TASK REQUIREMENTS » Arrange every line of the records below as a numbered list, skipping blank lines and leaving the pictures out.

___ PROVIDED ENTRIES ___

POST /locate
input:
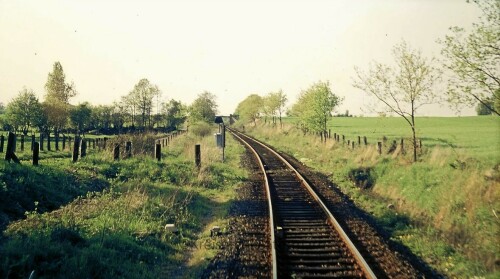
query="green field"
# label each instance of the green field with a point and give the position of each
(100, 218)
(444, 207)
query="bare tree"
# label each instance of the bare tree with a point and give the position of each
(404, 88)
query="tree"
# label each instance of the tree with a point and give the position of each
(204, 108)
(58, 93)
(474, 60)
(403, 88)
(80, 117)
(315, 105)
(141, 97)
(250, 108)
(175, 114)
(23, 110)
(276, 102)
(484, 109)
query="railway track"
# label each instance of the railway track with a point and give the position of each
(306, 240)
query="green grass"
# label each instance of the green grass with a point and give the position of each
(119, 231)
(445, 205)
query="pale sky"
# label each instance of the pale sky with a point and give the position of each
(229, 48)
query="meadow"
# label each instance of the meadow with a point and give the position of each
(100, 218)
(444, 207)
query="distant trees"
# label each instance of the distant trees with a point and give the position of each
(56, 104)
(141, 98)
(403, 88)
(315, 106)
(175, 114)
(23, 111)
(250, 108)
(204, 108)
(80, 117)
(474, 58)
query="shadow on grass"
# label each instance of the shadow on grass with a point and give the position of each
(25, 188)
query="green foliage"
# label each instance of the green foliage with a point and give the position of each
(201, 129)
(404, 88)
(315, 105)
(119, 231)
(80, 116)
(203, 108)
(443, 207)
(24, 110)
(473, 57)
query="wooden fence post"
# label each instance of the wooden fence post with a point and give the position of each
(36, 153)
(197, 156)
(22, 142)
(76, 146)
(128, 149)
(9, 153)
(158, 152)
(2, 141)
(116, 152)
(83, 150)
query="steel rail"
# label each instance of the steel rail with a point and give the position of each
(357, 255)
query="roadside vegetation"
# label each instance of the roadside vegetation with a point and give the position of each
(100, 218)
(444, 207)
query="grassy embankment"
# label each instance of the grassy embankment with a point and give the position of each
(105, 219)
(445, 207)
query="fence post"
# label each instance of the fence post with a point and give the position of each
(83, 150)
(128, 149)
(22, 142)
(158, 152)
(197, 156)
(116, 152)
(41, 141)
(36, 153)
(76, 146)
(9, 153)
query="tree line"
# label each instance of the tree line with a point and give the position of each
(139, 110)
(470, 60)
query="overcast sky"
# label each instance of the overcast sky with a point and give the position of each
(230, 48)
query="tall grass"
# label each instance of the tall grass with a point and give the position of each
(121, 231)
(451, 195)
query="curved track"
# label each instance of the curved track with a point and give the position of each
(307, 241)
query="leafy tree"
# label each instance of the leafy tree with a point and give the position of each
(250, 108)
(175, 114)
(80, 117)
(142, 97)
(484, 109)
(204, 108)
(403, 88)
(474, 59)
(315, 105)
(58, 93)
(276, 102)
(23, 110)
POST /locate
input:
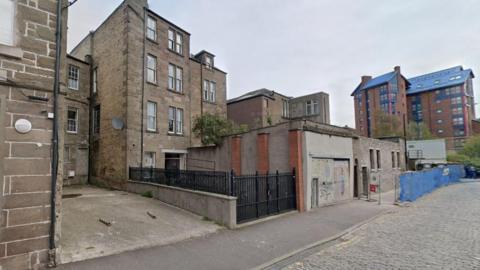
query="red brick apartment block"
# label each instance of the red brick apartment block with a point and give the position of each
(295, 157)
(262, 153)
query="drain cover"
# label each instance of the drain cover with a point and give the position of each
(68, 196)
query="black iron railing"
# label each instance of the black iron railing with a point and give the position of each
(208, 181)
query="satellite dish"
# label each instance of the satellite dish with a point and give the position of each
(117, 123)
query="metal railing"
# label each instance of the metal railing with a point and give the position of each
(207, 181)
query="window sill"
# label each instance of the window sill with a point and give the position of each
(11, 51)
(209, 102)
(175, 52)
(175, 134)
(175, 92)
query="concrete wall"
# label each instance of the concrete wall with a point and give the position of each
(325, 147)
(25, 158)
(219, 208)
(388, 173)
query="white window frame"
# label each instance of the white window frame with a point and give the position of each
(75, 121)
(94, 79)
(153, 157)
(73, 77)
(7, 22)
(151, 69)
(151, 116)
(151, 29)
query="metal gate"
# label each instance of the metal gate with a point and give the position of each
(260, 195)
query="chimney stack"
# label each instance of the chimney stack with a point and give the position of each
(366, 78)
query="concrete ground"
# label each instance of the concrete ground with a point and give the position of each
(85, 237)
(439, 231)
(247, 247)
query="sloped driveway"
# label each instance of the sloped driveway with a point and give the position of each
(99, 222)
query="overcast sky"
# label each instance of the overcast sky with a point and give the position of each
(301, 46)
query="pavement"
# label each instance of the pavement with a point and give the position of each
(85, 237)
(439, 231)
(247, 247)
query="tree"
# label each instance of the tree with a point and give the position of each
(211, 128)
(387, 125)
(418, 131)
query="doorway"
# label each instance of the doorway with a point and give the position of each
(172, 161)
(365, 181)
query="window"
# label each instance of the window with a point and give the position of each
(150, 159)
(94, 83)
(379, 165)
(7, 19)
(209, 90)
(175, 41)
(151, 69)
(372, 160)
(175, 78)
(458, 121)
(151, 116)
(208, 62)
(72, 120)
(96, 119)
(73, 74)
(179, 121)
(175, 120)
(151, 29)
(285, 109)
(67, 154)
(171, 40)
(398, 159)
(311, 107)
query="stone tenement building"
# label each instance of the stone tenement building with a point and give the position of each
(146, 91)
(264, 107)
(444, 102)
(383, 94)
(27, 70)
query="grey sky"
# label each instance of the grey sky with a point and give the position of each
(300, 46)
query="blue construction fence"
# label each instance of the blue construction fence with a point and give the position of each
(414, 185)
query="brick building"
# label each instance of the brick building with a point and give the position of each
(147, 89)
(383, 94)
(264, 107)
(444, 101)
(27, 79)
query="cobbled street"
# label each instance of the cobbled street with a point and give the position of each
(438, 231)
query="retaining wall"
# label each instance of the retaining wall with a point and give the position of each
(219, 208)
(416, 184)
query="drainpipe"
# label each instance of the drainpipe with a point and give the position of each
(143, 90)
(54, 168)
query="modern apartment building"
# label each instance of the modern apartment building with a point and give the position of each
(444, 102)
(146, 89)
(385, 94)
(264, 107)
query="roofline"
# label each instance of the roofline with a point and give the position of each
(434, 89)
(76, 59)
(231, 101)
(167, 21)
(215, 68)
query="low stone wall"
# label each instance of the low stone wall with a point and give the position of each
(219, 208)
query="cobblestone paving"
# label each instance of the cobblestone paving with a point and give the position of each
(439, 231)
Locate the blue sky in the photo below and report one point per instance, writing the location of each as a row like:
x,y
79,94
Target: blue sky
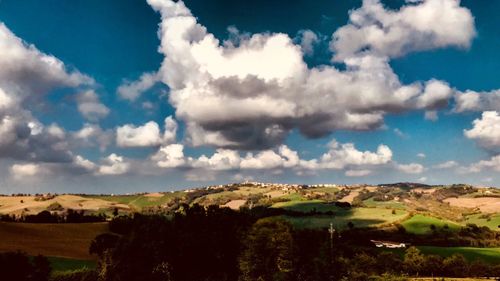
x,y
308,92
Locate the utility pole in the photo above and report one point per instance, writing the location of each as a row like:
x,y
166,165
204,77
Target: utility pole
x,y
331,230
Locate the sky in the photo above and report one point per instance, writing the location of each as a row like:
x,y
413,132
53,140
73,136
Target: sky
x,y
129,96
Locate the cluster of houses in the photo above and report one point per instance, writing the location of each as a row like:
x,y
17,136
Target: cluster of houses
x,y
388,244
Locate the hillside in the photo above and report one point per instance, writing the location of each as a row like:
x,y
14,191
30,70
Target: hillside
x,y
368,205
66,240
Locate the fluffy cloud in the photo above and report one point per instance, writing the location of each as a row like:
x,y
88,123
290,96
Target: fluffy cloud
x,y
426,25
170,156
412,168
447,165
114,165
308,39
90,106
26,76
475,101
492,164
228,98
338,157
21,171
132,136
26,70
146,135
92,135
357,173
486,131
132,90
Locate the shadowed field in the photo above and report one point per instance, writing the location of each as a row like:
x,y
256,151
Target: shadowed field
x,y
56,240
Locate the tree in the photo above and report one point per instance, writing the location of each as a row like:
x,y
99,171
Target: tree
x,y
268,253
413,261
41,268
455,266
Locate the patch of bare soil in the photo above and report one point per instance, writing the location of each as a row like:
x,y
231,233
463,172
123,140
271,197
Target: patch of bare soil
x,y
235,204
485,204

___

RIGHT ANSWER »
1. POST /locate
2. input:
3. query="green field"
4. # label each instance of the green field with a point and give the position of each
5. (100, 218)
6. (444, 207)
7. query="bare tree"
8. # label each instance of the bare tree with a point and give the position of each
9. (404, 88)
10. query="tree"
11. # label each instance of the tree with a point and give the position of each
12. (204, 108)
13. (58, 93)
14. (474, 60)
15. (403, 88)
16. (80, 117)
17. (315, 105)
18. (141, 97)
19. (250, 108)
20. (175, 114)
21. (23, 110)
22. (276, 102)
23. (484, 109)
24. query="railway track"
25. # label each instance of the railway track with a point and give the position of each
26. (306, 240)
27. query="green grass"
28. # label each instance of the green grass with a point and give the position of each
29. (119, 231)
30. (445, 205)
31. query="pale sky"
32. # label each instance of the pale sky with a point and give the position of each
33. (229, 48)
34. query="meadow"
35. # label each instance of the meadow with a point and give the position of each
36. (100, 218)
37. (444, 207)
38. query="distant trees"
39. # label each instance of the distant trees with a point and give the position of each
40. (56, 104)
41. (141, 98)
42. (403, 88)
43. (315, 106)
44. (175, 114)
45. (23, 111)
46. (250, 108)
47. (204, 108)
48. (80, 117)
49. (474, 58)
50. query="shadow on grass"
51. # label each instance of the shadow on grass with a point and give the position of each
52. (25, 188)
53. query="green foliage"
54. # label each instance of the green foliage with a point and give the position of each
55. (201, 129)
56. (404, 88)
57. (315, 105)
58. (119, 231)
59. (80, 116)
60. (203, 108)
61. (443, 207)
62. (24, 110)
63. (473, 57)
64. query="wooden fence post"
65. # label each instance of the wooden fence post with a point and give the position of each
66. (36, 153)
67. (197, 156)
68. (22, 142)
69. (76, 146)
70. (128, 149)
71. (9, 153)
72. (158, 152)
73. (2, 141)
74. (116, 152)
75. (83, 150)
76. query="steel rail"
77. # label each instance of the steel rail with a point and give the position of each
78. (357, 255)
79. query="roadside vegetation"
80. # label each instance of the roadside vegetation with a point and give the position of each
81. (100, 218)
82. (444, 207)
83. query="grassy embankment"
84. # label each instance of the grassy embankment with a point and give the position of each
85. (105, 219)
86. (445, 207)
87. query="fence post"
88. # label each instance of the fence post with a point and give the position of each
89. (83, 150)
90. (128, 149)
91. (22, 142)
92. (158, 152)
93. (197, 156)
94. (116, 152)
95. (41, 141)
96. (36, 153)
97. (76, 146)
98. (9, 153)
99. query="tree line"
100. # label each instance of the tree line with a point and give the position of each
101. (139, 110)
102. (470, 60)
103. query="overcast sky"
104. # label each instance of the overcast sky with a point and give the position of each
105. (230, 48)
106. query="tall grass"
107. # label each instance of the tall grass with a point and give the position of each
108. (121, 231)
109. (451, 195)
110. query="curved track"
111. # label each instance of the curved track with a point and give the position of each
112. (307, 241)
113. query="leafy tree"
114. # label each instance of the leafy tree with a point and give the position of each
115. (250, 108)
116. (175, 114)
117. (80, 117)
118. (142, 97)
119. (484, 109)
120. (204, 108)
121. (403, 88)
122. (474, 59)
123. (315, 105)
124. (58, 93)
125. (276, 102)
126. (23, 110)
127. POST /locate
128. input:
129. query="red brick apartment block"
130. # label each instance of the red brick apartment block with a point and give the position of each
131. (295, 157)
132. (262, 153)
133. query="drain cover"
134. # label each instance of the drain cover with a point and give the position of each
135. (68, 196)
136. query="black iron railing"
137. # label each instance of the black iron railing with a point and give the position of each
138. (208, 181)
139. query="satellite dish"
140. # label each instance of the satellite dish with a point and give the position of each
141. (117, 123)
142. query="metal railing"
143. # label each instance of the metal railing with a point and give the position of each
144. (207, 181)
145. query="window sill"
146. # label each instance of the window sill with a point and give the position of each
147. (11, 51)
148. (209, 102)
149. (175, 52)
150. (175, 134)
151. (175, 92)
152. query="concrete wall"
153. # label each instance of the concrete wall with a point and give the position of each
154. (325, 147)
155. (25, 158)
156. (219, 208)
157. (388, 173)
158. query="white window frame"
159. # label each instance of the white window frame with a point and give the position of each
160. (75, 121)
161. (94, 79)
162. (153, 157)
163. (73, 77)
164. (7, 22)
165. (151, 69)
166. (151, 116)
167. (151, 29)
168. query="metal gate"
169. # label each instance of the metal gate with a point and give the position of each
170. (260, 195)
171. query="chimney stack"
172. # label each instance of the chimney stack with a point and give the position of each
173. (366, 78)
174. query="concrete ground"
175. # label each instance of the concrete ground with a point and give the position of each
176. (85, 237)
177. (439, 231)
178. (247, 247)
179. query="sloped driveway"
180. # label each instance of the sloped driveway with a point and give the position of each
181. (99, 222)
182. query="overcast sky"
183. # label each instance of the overcast sky with a point and give the position of each
184. (301, 46)
185. query="pavement"
186. # label each instance of the pavement with a point and give the position of each
187. (85, 237)
188. (439, 231)
189. (247, 247)
190. query="tree"
191. # label each instance of the tree with a point and give the position of each
192. (211, 128)
193. (387, 125)
194. (418, 131)
195. query="doorway"
196. # label each instance of the doorway with a point and give the position of each
197. (172, 161)
198. (365, 181)
199. query="window"
200. # label each instance of the window with a point and give the position of each
201. (150, 159)
202. (94, 83)
203. (379, 165)
204. (7, 19)
205. (209, 90)
206. (175, 41)
207. (151, 69)
208. (372, 160)
209. (175, 78)
210. (458, 121)
211. (151, 116)
212. (208, 62)
213. (72, 120)
214. (96, 119)
215. (73, 74)
216. (179, 121)
217. (175, 120)
218. (151, 29)
219. (285, 109)
220. (67, 154)
221. (171, 40)
222. (398, 159)
223. (311, 107)
224. query="stone tenement building"
225. # label each instance of the stone tenement building with a point and give the position of each
226. (146, 91)
227. (264, 107)
228. (444, 102)
229. (383, 94)
230. (27, 70)
231. query="grey sky"
232. # label each instance of the grey sky with a point and give the position of each
233. (300, 46)
234. query="blue construction fence"
235. # label each instance of the blue construction fence with a point and give the position of each
236. (414, 185)
237. query="brick building"
238. # label each instance of the brick building with a point and give the position of each
239. (147, 89)
240. (383, 94)
241. (264, 107)
242. (444, 101)
243. (27, 79)
244. query="cobbled street"
245. # label each instance of the cobbled street with a point and give the position of each
246. (438, 231)
247. query="retaining wall"
248. # label each instance of the retaining wall with a point and give the position of each
249. (219, 208)
250. (416, 184)
251. query="drainpipe"
252. # label each instance of the drainpipe with a point and give the position of each
253. (143, 90)
254. (54, 168)
255. query="modern apartment building"
256. # label each instance of the modern apartment building with a point and give the position of each
257. (444, 102)
258. (146, 89)
259. (385, 94)
260. (264, 107)
261. query="roofline"
262. # label each instance of the roofline with a point and give the position of each
263. (434, 89)
264. (76, 59)
265. (231, 101)
266. (167, 21)
267. (215, 68)
268. query="low stone wall"
269. # label each instance of the low stone wall with a point and give the position of each
270. (219, 208)
271. query="cobblestone paving"
272. # label each instance of the cobblestone paving with a point and give the position of each
273. (439, 231)
274. Locate the blue sky in the photo below and report one point per instance, writing the location of each as a row like:
275. x,y
276. 79,94
277. Target: blue sky
278. x,y
279. 308,92
280. Locate the utility pole in the photo above and report one point per instance, writing the location of each as a row like:
281. x,y
282. 166,165
283. 204,77
284. Target: utility pole
285. x,y
286. 331,230
287. Locate the sky in the photo above and report one point per instance, writing the location of each as a row like:
288. x,y
289. 413,132
290. 53,140
291. 73,136
292. Target: sky
293. x,y
294. 129,96
295. Locate the cluster of houses in the photo above and report one point per instance, writing the location of each as a row like:
296. x,y
297. 17,136
298. Target: cluster of houses
299. x,y
300. 388,244
301. Locate the hillside in the photo above and report one point per instance, writing the location of each as a row like:
302. x,y
303. 14,191
304. 30,70
305. Target: hillside
306. x,y
307. 368,205
308. 66,240
309. Locate the fluffy cloud in the photo above and report one point per instance, writing the location of each as a row like:
310. x,y
311. 88,123
312. 290,96
313. Target: fluffy cloud
314. x,y
315. 426,25
316. 170,156
317. 412,168
318. 447,165
319. 114,165
320. 308,39
321. 90,106
322. 26,76
323. 475,101
324. 492,164
325. 228,98
326. 338,157
327. 21,171
328. 132,136
329. 26,70
330. 146,135
331. 92,135
332. 357,173
333. 486,131
334. 132,90
335. Locate the shadowed field in the photo above and report one point per instance, writing the location of each as a row like:
336. x,y
337. 256,151
338. Target: shadowed field
339. x,y
340. 56,240
341. Locate the tree in the photo above and report one point per instance, writing the location of each as a row like:
342. x,y
343. 99,171
344. Target: tree
345. x,y
346. 268,253
347. 413,261
348. 41,268
349. 455,266
350. Locate the patch of bare soil in the photo above and report one point per instance, writing the location of each as a row like:
351. x,y
352. 231,233
353. 463,172
354. 123,140
355. 271,197
356. Target: patch of bare soil
357. x,y
358. 235,204
359. 485,204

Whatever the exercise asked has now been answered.